▶ [WORK REQUIRED]
Update every item below by changing "integer pairs" to "whole-number pairs" wherever it occurs, leaving all other text as it is. Reproduce the items without the pictures.

▶ [SUPPLIED MATERIAL]
::::::

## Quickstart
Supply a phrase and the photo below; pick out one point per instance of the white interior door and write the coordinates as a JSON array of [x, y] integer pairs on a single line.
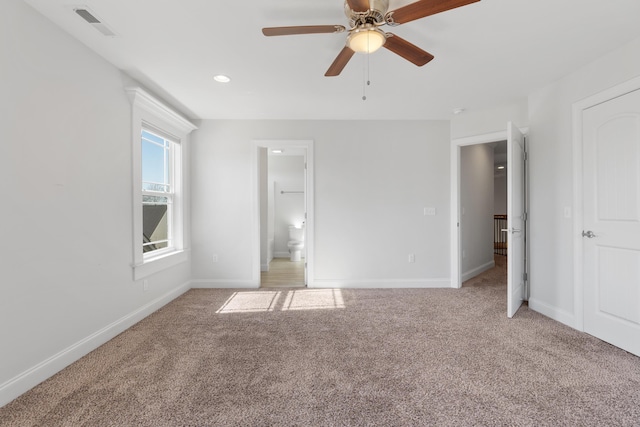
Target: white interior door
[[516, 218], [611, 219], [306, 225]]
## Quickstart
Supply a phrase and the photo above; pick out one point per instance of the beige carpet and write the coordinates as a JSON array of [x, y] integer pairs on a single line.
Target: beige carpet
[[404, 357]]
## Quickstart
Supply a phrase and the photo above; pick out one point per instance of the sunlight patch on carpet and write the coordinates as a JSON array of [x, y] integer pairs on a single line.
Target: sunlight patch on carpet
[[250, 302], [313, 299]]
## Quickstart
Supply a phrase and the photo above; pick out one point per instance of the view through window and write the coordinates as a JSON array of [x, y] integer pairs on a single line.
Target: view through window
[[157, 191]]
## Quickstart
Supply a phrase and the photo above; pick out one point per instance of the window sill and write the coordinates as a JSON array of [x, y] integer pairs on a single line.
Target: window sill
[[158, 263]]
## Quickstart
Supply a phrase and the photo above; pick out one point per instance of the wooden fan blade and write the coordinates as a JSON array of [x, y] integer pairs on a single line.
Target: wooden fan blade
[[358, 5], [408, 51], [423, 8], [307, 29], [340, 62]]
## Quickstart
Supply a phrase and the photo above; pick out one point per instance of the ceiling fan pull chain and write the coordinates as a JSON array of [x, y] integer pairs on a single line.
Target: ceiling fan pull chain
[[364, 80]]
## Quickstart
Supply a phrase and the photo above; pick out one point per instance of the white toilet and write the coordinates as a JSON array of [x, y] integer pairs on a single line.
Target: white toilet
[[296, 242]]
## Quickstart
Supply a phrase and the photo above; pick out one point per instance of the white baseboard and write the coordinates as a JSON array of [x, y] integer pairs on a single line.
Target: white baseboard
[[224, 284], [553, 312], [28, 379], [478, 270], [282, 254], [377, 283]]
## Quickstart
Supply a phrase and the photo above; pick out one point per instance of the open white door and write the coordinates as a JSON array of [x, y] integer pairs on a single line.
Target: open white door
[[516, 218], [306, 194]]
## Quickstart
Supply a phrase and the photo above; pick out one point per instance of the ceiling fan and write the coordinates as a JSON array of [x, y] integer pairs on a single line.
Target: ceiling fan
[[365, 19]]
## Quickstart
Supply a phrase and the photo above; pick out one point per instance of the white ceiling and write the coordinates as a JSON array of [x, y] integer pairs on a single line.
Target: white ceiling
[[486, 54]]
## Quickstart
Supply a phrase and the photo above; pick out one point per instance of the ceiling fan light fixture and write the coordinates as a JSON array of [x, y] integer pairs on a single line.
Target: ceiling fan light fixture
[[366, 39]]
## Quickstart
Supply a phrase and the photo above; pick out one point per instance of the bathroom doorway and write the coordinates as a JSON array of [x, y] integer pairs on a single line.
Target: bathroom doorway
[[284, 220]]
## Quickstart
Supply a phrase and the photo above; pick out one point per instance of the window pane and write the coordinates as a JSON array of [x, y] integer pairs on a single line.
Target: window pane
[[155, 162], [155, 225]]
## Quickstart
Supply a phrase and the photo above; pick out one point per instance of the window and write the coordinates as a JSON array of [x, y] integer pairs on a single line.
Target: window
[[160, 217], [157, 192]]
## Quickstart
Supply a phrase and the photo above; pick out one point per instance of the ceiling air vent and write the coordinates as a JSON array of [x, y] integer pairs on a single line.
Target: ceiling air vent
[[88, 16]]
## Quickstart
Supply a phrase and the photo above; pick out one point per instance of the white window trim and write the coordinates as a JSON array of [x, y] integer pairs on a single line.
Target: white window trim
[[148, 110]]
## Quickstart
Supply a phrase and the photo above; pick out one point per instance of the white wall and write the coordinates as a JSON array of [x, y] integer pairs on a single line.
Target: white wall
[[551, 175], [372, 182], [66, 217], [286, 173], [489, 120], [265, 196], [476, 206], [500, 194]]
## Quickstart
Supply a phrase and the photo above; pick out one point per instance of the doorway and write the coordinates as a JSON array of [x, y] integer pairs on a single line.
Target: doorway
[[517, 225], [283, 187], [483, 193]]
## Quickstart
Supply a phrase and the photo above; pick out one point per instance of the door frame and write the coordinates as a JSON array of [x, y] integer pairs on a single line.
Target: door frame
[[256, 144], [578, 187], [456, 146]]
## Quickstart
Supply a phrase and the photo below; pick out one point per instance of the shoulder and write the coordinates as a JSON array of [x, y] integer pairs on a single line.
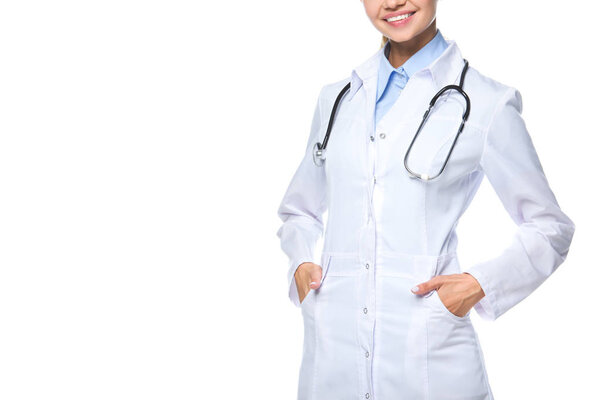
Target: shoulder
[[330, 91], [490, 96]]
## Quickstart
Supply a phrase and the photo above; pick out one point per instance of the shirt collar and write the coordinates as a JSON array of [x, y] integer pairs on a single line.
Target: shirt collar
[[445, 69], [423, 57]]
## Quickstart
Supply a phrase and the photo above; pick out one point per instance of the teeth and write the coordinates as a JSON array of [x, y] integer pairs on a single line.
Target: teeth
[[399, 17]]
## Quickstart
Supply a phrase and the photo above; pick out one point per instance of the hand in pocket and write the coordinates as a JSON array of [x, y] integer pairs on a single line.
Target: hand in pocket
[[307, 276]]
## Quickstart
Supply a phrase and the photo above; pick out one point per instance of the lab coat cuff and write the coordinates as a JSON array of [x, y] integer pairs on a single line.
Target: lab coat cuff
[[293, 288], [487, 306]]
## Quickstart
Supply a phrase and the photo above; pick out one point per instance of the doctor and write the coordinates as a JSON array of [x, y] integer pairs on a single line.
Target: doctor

::::::

▶ [TASK ANSWER]
## Quickstart
Supply a phrase and the photo below; pick out one point per instance of the white interior door and write the coordinates as a JSON array of [x, y] whole-number pairs on a single line.
Target: white interior door
[[516, 218], [611, 219], [306, 225]]
## Quickstart
Supply a phrase and the photo above; pick out one point per instance of the beige carpet and write the coordinates as a JSON array of [x, y] whole-number pairs on a single line.
Target: beige carpet
[[404, 357]]
## Quickstart
Supply a phrase and the photo above; pick out one point per instance of the sunlight patch on carpet and write the coordinates as a JSON array of [x, y] whole-number pairs on a single line.
Target: sunlight patch on carpet
[[250, 302], [313, 299]]
## Quickstart
Supply a phrase and the photo above; pick out one point per instance of the view through window and write the coordinates as a JSON array of [x, y] whole-number pairs on a single line.
Target: view through window
[[157, 191]]
## Quickstart
Supply a phrase and the photo above; pick out one point per instance of the window sill and write the coordinates as a JSON array of [x, y] whole-number pairs on a single line.
Target: window sill
[[158, 263]]
## Quickstart
Supply a phrase and the photo above; pick out one point per instance of the wooden fan blade and write the coordinates as a JSON array of [x, y] whole-number pairs on a single line.
Target: wooden fan blade
[[358, 5], [408, 51], [423, 8], [307, 29], [340, 62]]
## Quickstart
Supply a phrase and the photo above; pick out one point per instance of the ceiling fan pull chain and write the coordinates as a JSON array of [x, y] whole-number pairs on a single line.
Target: ceiling fan pull chain
[[364, 80]]
## Quickstart
Supply a phrase and the photo above; pick out one point per instance of the white toilet and write the coordinates as a JSON array of [x, y] whole-number pairs on a single line.
Target: white toilet
[[296, 242]]
## Quickstart
Supply a phrase and the photo above; pick out one point per instance of the white baseboard and write the coordinates as a JSON array of [x, y] whole-number pairs on a single line.
Target: white baseboard
[[224, 284], [553, 312], [28, 379], [478, 270], [282, 254], [377, 283]]
## Quickstart
Supply a phrase and the photo above; pick out one point per instance of the open white door and write the coordinates as a JSON array of [x, y] whole-number pairs on a single line.
Target: open white door
[[516, 218], [306, 194]]
## Quickstart
Supply a phrase and the photo above; pick out one point per instance of the ceiling fan and write the coordinates as a JSON array of [x, y] whole-number pairs on a single line.
Target: ceiling fan
[[365, 19]]
## Quickstart
Supply a phrase and the photo above; pick out one point per instance of the white ceiling and write the coordinates as a JSON array of [x, y] whole-number pairs on a single line.
Target: white ceiling
[[486, 54]]
## Quickstart
Supply a phrase and the photo above; pick out one point per instance of the ceiling fan light fixture and write the coordinates as a JSON array of [x, y] whole-number pairs on a single line.
Target: ceiling fan light fixture
[[366, 39]]
## Quickstart
Supply a phrase and the photo above; pick out one point per instance of the bathroom doorway and write the coordinates as a JSON array of [x, y] whole-number pairs on a single line.
Target: bathroom doorway
[[284, 220]]
## Quickstart
Supply a phrase and the photo above; pick out one point per instance of the window pane and write the coordinates as a JSON array of [x, y] whole-number pairs on a single line.
Target: window pane
[[155, 162], [155, 225]]
## Quickstart
Supply a phrase and the photo above; pick out one point per instance of the window and write the coordinates as a JSON array of [x, y] whole-number pairs on a single line.
Target: window
[[160, 217], [157, 192]]
## Quickstart
Supply a phrase and the photo above; pick out one point per instance of the ceiling air vent and write the coordinates as a JSON array of [x, y] whole-number pairs on a single line.
Target: ceiling air vent
[[88, 16]]
## Quickstart
Supply a phrase and the photo above; pick out one point per instance of the white window trim and write the coordinates as a JSON array of [x, y] whole-number pairs on a single line.
Target: white window trim
[[148, 110]]
## Quickstart
Supply a phrase and the photo above; pick out one point per instance of the white wall and write the coordinates as a JSON array of [x, y] whole-number pairs on a single line.
Target: white wall
[[551, 175], [372, 182], [66, 217], [286, 173], [489, 120], [265, 196], [476, 206], [500, 194]]
## Quickstart
Supply a phrase and the photo above; pick out one point per instance of the doorway and write the coordinates as a JSON array of [x, y] whole-number pairs on a single line.
Target: doorway
[[517, 225], [283, 187], [483, 193]]
## Quickstart
Supply a phrase and the photo above; pick out one point per instance of the door frame and write the coordinates as a JSON array of [x, y] whole-number pairs on a single line.
Target: door frame
[[256, 144], [578, 187], [456, 146]]
## Quickstart
Supply a phrase and the photo below; pick out one point per instance of the shoulder and write the coordinates as a JSON array of [x, y] whole-number pairs on a single line.
Target: shoulder
[[330, 91], [490, 96]]
## Quickstart
Supply a phrase and the photo above; pick out one point per instance of the shirt collar and write the coordinates as a JSON array of [x, y] whole-number pairs on a single line.
Target: shirt collar
[[445, 69], [423, 57]]
## Quickstart
Supply a phrase and the photo above; pick out one point per instance of the teeth and write the coordinates as a JSON array of [x, y] whole-number pairs on a single line.
Target: teeth
[[399, 17]]
## Quickstart
Supply a phrase and the photo above; pick out one point per instance of the hand in pocket and write the coordinates as a JSON array of [x, y] whole-number pairs on a single line.
Target: hand in pocket
[[307, 276]]
## Quickstart
Supply a phrase and the photo above; pick out one point per instance of the lab coat cuff and write the coordinates as a JSON array of [x, y] whole-number pairs on a single line.
Target: lab coat cuff
[[293, 288], [487, 306]]
## Quickstart
Supply a phrase and the photo above; pick out one point per instance of the doctor and write the coordinates as a JSON array of [x, y] whole-number pairs on a single line.
Target: doctor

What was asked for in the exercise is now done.